> _Task item_:
Exactly as written, please repeat the data that follows, but not the pictures.

> _Dataset records_:
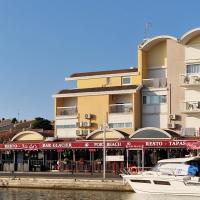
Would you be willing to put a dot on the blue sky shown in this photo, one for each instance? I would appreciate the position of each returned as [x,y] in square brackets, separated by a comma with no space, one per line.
[43,41]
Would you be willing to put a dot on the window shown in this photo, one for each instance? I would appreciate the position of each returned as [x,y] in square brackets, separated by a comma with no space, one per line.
[154,99]
[120,125]
[66,126]
[192,68]
[126,80]
[163,99]
[108,81]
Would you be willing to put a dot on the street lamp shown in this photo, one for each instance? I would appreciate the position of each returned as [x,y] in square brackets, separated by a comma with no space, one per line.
[104,151]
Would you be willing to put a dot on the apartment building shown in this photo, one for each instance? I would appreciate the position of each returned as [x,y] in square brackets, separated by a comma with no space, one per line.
[171,79]
[103,97]
[162,92]
[190,81]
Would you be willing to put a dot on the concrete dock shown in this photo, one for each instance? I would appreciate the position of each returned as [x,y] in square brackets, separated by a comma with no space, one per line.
[58,181]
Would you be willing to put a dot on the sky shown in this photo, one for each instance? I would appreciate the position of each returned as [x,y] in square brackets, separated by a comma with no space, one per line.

> _Response to this task_:
Would you be willing to put a dot on the blue sky shown in this photo, one for each instance? I would appreciate the position of each returned as [x,y] in square brackets, separated by a comma with no space, one per line.
[43,41]
Would you be willing to put a dot on the window shown in this photo, one for each instance? I would appreciate the position of each returned as [x,y] in square brackets, separated by a comma with no space, one per line.
[154,99]
[120,125]
[66,126]
[192,68]
[126,80]
[163,99]
[108,81]
Would you be willing to put a dot on the street lamp shown in this photo, one for each instance? I would appreciate the position of each returned as [x,y] in square brackets, separated by a comma with no space, one per line.
[104,151]
Would you be willing to put a dot on the apartment building shown in this photo, one for each instance? I would appreciate the position of each returned as [x,y] in square brackets, separated by a comma with no space, one per line.
[171,79]
[103,97]
[162,92]
[190,81]
Would you be willing to put a dot on the concrete dock shown in this photo, one for each instance? I would appreciate the position of each returned as [x,y] in square brackets, separated by a comma with no space, one per line.
[58,181]
Would you be willing to put a dot on the sky shown in this photo, one for each instance? I would appreciate the position of each returned as [x,y] in square brackets, separated by a comma with no space, one per line.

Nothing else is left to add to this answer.